Fragmento de texto:
##########

Más adelante nos espera otra sorpresa y cambio completo de personajes. No queda ninguna huella ni del primer personaje que ha caído víctima de las fuerzas despiadadas ni del «protomolusco» semilíquido que ha emergido al mundo y venido a sustituir a aquél. En el vigésimo cuadro vuelan en desorden contra un fondo blanco fragmentos negros y planos, como si fueran restos de la materia quemada y destruida, carentes de toda vida e incapaces de sufrir ninguna evolución. El estado anterior del mundo ha terminado. Pero otro estado distinto igualmente es posible.

El número veintiuno de la suite «El Caos» evidencia el cambio sistémico de los principios de esta evolución. Ahora en el centro no ocurre nada que merezca atención: sólo una zona con fondo grisáceo pasivo por el que pasan ciertos «puntos» y «comas» abigarrados. La vida, el desarrollo y la energía se hallan concentrados a lo largo del perímetro del rectángulo. Allí se entretejen unos con otras ciertas clases de lianas, formaciones cartilaginosas, tejidos musculares que se contraen, se ponen tensas, se encogen, ya porque ayudándose unos a otros a afirmarse en la vida, ya porque batiéndose a muerte.

¡Ah, viejo Pedro Calderón! ¡Ojalá pudiera ver las asombrosas vueltas de este nuevo drama!

Pensábamos que el primer personaje de la «narración» ha caído muerto en una catástrofe, ha desaparecido de la escena, liberado su sitio en el centro y quedado callado por mucho tiempo. Pero en el cuadro veintidós vuelve a aparecer, como cierto «deus ex machina», en el lugar que le corresponde: en el centro del «escenario» rectangular.

La oscura formación nebulosa aún no está articulada, pero ya notamos «brasas» doradas en su profundidad, mientras que alrededor del «personaje» que viene de la inexistencia notamos ciertos racimos rojizos que brotan a través de la llovizna plateada del cosmos eterno y frío.

Más adelante, la acción pasará del éxito al fracaso, de la vida a la muerte, del florecimiento a la catástrofe. En el cuadro número veintitrés nuestro héroe vuelve a perecer porque se le viene encima una mística nube violeta oscuro que evidentemente posee fuerza predominante. El lienzo siguiente representa de nuevo cierta semejanza con un campo de batalla después de la lucha: despedazados «jirones» de vestimentas oscuras, chorreaduras sucias y ni aún el más leve barrunto de organización, movimiento o perspectiva. El número veinticuatro representa uno de los cuadros más dramáticos de toda la serie, ya que aquí se trata del cese de la vida y a ausencia de toda esperanza.

En todo caso, una de las espiras de la evolución está rota y no puede desarrollarse más.

##########

Datos guardados:

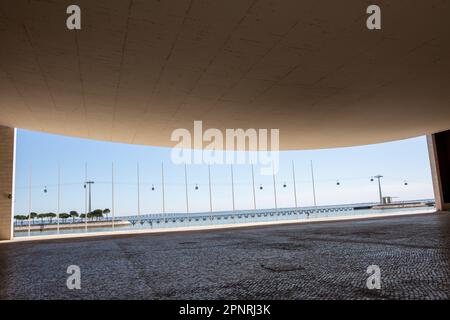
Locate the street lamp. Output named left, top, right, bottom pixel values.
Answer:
left=371, top=174, right=383, bottom=204
left=84, top=181, right=95, bottom=213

##########

Instrucción dada:
Di si cada frase coincide con el texto sobre la suite «El Caos». Contesta sí o no y copia tal cual las palabras del texto que lo deciden. (a) En el cuadro veinte, unos fragmentos negros vuelan sobre un fondo blanco. (b) En el cuadro veintiuno, la vida y la energía se juntan en el centro del rectángulo. (c) El primer personaje vuelve a aparecer en el cuadro veintidós.

Resultado del ejercicio:
(a) Sí: «En el vigésimo cuadro vuelan en desorden contra un fondo blanco fragmentos negros y planos».
(b) No: «La vida, el desarrollo y la energía se hallan concentrados a lo largo del perímetro del rectángulo».
(c) Sí: «Pero en el cuadro veintidós vuelve a aparecer».